=== Section Start ===

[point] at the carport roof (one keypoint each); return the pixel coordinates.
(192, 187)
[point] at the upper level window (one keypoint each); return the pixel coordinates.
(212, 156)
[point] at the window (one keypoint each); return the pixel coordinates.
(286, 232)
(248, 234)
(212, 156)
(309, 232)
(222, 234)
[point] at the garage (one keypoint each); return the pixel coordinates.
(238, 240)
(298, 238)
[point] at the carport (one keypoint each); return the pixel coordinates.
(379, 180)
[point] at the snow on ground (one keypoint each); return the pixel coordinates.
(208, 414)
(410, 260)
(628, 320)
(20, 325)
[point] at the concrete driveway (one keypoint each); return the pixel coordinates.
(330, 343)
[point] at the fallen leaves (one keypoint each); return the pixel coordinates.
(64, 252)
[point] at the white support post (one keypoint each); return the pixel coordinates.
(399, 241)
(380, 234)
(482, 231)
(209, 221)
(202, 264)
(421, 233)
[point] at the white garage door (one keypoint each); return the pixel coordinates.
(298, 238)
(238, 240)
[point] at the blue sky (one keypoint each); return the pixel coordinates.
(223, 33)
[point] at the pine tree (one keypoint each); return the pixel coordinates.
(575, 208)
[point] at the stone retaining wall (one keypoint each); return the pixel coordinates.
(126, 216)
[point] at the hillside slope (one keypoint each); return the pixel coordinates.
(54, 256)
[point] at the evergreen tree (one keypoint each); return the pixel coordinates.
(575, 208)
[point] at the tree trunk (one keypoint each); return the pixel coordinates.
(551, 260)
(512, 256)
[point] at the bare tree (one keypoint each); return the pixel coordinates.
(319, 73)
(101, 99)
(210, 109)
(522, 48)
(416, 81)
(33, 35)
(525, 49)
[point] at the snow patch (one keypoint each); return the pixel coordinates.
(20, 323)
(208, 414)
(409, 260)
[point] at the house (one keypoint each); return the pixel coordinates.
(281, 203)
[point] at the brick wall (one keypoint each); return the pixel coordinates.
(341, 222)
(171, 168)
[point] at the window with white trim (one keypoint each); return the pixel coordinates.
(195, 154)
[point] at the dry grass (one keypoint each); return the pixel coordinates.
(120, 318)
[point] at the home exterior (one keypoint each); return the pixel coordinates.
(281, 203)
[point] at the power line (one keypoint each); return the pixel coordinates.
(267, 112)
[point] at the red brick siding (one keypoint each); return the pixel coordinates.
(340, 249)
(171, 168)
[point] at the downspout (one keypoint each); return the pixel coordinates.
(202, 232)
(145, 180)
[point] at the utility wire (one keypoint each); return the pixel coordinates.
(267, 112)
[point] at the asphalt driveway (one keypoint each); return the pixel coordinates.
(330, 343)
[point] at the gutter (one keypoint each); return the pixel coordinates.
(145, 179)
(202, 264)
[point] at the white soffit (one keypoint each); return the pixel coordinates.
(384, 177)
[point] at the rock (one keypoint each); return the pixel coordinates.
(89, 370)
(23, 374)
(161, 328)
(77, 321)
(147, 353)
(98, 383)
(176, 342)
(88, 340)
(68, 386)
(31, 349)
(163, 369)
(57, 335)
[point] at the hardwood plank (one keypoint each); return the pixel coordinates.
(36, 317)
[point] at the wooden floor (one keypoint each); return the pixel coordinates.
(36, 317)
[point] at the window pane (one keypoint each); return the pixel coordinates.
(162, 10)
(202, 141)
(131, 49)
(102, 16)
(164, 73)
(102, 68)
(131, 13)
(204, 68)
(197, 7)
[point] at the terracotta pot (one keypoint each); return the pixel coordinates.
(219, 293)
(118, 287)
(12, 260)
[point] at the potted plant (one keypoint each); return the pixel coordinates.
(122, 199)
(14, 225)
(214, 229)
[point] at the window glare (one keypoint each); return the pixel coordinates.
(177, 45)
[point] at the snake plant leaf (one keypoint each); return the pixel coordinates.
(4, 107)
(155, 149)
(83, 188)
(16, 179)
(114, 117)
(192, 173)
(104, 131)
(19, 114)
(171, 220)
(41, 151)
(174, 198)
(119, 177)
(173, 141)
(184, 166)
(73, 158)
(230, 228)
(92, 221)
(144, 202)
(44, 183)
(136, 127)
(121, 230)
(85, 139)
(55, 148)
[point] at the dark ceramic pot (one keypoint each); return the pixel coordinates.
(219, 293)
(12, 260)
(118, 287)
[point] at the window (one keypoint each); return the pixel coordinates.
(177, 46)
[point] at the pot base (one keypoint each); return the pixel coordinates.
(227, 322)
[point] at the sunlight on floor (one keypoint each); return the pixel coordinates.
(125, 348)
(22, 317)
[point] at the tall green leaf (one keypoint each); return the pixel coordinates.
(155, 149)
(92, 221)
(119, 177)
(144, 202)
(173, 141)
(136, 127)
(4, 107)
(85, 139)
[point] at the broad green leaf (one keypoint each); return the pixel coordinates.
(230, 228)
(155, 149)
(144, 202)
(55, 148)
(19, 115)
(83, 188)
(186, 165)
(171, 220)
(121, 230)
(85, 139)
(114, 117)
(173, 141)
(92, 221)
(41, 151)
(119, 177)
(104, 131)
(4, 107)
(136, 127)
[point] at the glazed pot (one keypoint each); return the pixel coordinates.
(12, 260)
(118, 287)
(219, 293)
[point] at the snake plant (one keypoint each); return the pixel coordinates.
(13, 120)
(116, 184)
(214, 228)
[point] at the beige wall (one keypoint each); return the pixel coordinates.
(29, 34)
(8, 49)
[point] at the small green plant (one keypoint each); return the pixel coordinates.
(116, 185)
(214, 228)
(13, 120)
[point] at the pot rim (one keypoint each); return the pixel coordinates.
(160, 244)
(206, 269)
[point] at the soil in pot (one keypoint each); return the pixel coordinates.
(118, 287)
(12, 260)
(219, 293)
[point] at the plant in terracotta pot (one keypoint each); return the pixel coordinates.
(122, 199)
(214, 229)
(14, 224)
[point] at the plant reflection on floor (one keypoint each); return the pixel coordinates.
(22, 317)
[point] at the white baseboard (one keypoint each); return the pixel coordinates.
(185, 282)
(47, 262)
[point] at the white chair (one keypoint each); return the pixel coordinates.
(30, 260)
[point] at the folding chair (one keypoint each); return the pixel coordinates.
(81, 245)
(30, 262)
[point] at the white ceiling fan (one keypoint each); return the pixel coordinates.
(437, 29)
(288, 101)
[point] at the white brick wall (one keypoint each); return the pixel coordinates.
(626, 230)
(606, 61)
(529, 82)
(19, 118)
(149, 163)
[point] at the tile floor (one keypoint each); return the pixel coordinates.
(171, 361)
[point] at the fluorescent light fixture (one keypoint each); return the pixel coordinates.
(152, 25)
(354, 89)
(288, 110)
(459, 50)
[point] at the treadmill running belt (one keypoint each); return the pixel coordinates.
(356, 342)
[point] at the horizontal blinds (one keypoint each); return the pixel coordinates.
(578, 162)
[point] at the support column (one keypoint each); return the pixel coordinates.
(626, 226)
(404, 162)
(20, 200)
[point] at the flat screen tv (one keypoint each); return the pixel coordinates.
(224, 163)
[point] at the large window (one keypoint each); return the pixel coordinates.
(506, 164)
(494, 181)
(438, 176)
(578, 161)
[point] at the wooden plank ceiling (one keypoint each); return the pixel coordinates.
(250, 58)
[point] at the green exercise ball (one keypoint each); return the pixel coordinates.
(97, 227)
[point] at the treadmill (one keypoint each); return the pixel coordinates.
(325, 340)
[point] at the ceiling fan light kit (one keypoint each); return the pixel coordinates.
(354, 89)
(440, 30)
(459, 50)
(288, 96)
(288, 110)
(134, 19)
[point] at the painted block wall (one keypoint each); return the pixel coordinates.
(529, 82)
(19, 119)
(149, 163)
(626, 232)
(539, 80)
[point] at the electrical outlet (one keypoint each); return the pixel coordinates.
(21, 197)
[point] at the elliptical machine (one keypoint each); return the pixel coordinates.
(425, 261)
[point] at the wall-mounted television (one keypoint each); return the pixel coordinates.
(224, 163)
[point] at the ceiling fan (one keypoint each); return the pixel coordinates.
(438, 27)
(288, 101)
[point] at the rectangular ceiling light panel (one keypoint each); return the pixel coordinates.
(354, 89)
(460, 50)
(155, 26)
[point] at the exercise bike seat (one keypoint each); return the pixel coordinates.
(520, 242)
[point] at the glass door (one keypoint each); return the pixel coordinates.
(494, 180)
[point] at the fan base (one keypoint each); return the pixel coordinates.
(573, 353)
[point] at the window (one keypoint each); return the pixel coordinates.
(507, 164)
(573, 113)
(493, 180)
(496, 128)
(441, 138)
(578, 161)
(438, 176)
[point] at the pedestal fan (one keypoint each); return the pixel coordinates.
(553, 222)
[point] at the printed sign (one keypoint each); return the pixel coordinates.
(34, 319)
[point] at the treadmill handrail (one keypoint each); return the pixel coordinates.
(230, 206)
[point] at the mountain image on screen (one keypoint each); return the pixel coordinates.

=== Section End ===

▶ **Your instructions**:
For this task, copy exactly the line with "[point] at the glass" and the lines that come after it, stopping at the end of the material above.

▶ **Task solution**:
[point] at the glass door (one keypoint each); return the pixel coordinates.
(494, 180)
[point] at the fan base (one keypoint each); return the pixel coordinates.
(573, 353)
[point] at the window (one keypoint each); return the pixel coordinates.
(507, 164)
(573, 113)
(493, 180)
(496, 128)
(441, 138)
(578, 161)
(438, 176)
[point] at the pedestal fan (one keypoint each); return the pixel coordinates.
(553, 222)
[point] at the printed sign (one keypoint each); return the pixel coordinates.
(34, 319)
[point] at the treadmill handrail (one keypoint each); return the pixel coordinates.
(230, 206)
[point] at the mountain image on screen (one keypoint each); return the pixel coordinates.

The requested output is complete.